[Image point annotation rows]
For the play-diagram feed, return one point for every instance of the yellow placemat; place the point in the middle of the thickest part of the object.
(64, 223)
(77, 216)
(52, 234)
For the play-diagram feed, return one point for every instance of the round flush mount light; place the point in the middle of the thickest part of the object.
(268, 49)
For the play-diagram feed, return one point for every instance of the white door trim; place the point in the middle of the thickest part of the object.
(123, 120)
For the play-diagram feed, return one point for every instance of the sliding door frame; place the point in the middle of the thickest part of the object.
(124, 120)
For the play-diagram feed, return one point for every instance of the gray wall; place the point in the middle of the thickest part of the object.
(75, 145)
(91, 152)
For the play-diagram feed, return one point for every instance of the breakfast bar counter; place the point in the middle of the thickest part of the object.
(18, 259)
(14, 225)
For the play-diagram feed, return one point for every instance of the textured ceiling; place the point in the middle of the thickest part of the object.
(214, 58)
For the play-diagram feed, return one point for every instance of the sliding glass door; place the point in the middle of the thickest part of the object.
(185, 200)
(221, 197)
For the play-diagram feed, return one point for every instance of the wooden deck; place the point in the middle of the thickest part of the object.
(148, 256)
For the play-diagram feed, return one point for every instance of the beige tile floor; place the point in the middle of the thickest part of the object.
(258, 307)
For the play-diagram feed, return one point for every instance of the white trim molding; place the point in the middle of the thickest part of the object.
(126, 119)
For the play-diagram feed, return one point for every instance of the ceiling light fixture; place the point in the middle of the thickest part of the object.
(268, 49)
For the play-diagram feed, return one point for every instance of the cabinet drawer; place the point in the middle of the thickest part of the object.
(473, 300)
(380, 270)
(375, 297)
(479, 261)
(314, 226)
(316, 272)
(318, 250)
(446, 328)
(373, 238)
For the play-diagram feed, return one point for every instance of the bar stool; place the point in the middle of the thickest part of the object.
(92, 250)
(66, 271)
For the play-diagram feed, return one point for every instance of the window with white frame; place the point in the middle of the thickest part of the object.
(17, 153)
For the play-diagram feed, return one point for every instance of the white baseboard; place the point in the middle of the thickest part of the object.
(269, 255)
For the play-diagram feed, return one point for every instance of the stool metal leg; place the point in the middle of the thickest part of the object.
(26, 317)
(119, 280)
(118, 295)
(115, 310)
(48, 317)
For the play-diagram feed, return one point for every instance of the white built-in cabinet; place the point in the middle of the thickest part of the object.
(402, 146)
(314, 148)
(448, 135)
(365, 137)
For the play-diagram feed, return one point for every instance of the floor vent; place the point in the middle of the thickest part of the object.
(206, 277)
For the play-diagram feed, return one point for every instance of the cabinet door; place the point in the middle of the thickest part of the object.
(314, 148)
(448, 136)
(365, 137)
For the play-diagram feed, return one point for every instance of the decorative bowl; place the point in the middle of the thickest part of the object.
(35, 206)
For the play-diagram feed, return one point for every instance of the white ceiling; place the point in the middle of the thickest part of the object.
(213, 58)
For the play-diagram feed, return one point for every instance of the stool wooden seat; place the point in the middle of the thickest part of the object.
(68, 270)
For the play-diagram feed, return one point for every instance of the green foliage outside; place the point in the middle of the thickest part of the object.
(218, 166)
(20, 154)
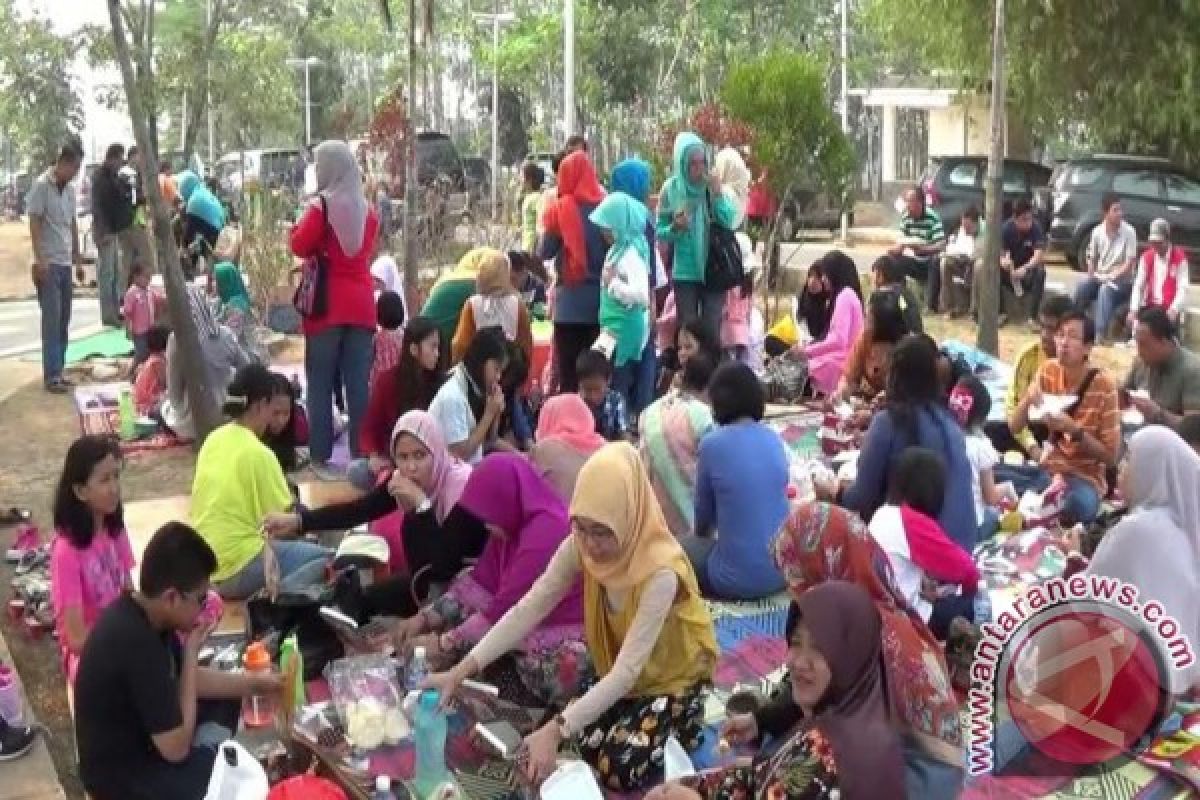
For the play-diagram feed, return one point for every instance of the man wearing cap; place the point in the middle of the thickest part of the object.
(1162, 276)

> TASK DIRECTIONS
Could you reproduce every row above word for word, leaving out the pictures?

> ANSWER TO THIS EXERCISE
For the play-diagram feed, return one point for every instance of the yellow placemat; place the point in the middle of the thickest part of the object.
(64, 223)
(77, 216)
(52, 234)
For the play-diagram feed, return one point for every instance of the round flush mount light; place the point in the middle of the thickest part of the object.
(268, 49)
For the play-diagram feed, return one point for every instance of the white door trim; place the point in the middle of the thickest part of the object.
(123, 120)
For the play-diagram feed, return one point for every instance of the sliding door frame; place the point in the middle of the thickest part of the object.
(124, 120)
For the play-diagram feed, return one point for every instance of the gray wall; place the point in the middle of the thickest part of the object.
(75, 145)
(91, 152)
For the play-diagram feed, return one point for every instance of the breakfast bar counter; place the point in the middle of the thickest part of the object.
(18, 259)
(14, 225)
For the play-diagram feed, return one point for every instance of the textured ceiling; place the point in the middle of the thickest part of the object.
(214, 58)
For the play-diagram feed, return one point for every instance of the sliding glass door; place the point in the middle of the thickest part of the object.
(185, 200)
(221, 197)
For the play-diagram feed, return one point for every instance of the wooden deck; place the point in the middle of the thickest part of the object.
(148, 256)
For the play-diagram feed, return one point for every instance of the beige tile floor; place the point in the middle of the thickest part of the object.
(258, 307)
For the play-diagram feed, return one point for every instance of the white trim molding; place the point in the middle of the thickest part of the object.
(126, 119)
For the play-diagram feed, return one point for every instance of the ceiling light fixture; place the point in the middle of the thickest part of the object.
(268, 49)
For the play-diagram feed, return one point for every instance of the cabinet drawer; place the point in the middle of the thickest part of the object.
(473, 300)
(380, 270)
(375, 297)
(479, 261)
(314, 226)
(316, 272)
(318, 250)
(446, 328)
(373, 238)
For the play-diagram feed, return one point for every instance of the bar stool; place the point in the middle of the thickest part of the object.
(92, 250)
(66, 271)
For the play-diagram feed, return one point for every instance of the window with white frame; place the point in the middle of the thickest part of the object.
(17, 153)
For the play-diagram feed, return one point for every instance of the white baseboard; place the point in the middle of the thickest part of the object.
(269, 255)
For the play-diagram feed, return one point for every instance of the stool metal leg; place the point in the middle of the thickest part of the object.
(26, 317)
(119, 280)
(118, 295)
(115, 310)
(48, 317)
For the play-diagram feed, return one point for every instance of the white built-in cabinet; place the point in the middle of the thickest part of the object.
(402, 146)
(314, 148)
(448, 135)
(365, 137)
For the play-diagram feed, return one point for every instance of the floor vent; place the point in the middle of the thickest part of the object.
(206, 277)
For the play-diagram feed, return one point for every instance of the cabinet door; place the point in the middle of the thickest part of the object.
(314, 148)
(448, 136)
(365, 137)
For the play-diagram feed, return one point for every instance of the decorative bowl; place the point in the middle of the thickest part of the object.
(35, 206)
For the play-diagram feed, return one point for every instance of the white ceiling; place the point in the middle of the thickest part of the object.
(213, 58)
For the play-diagram feed, return one point for every instance of the stool wooden seat; place the point in the middle of the thickest part of the object.
(68, 270)
For the play-diagram feed, return one point for every instance of the green foliage outside; place the point in the middle of the thickest part of the object.
(218, 166)
(20, 154)
For the play-diagram feed, return one point for every instance of the man wearing cap; place the point in the middle of the thickest part of the object.
(1162, 276)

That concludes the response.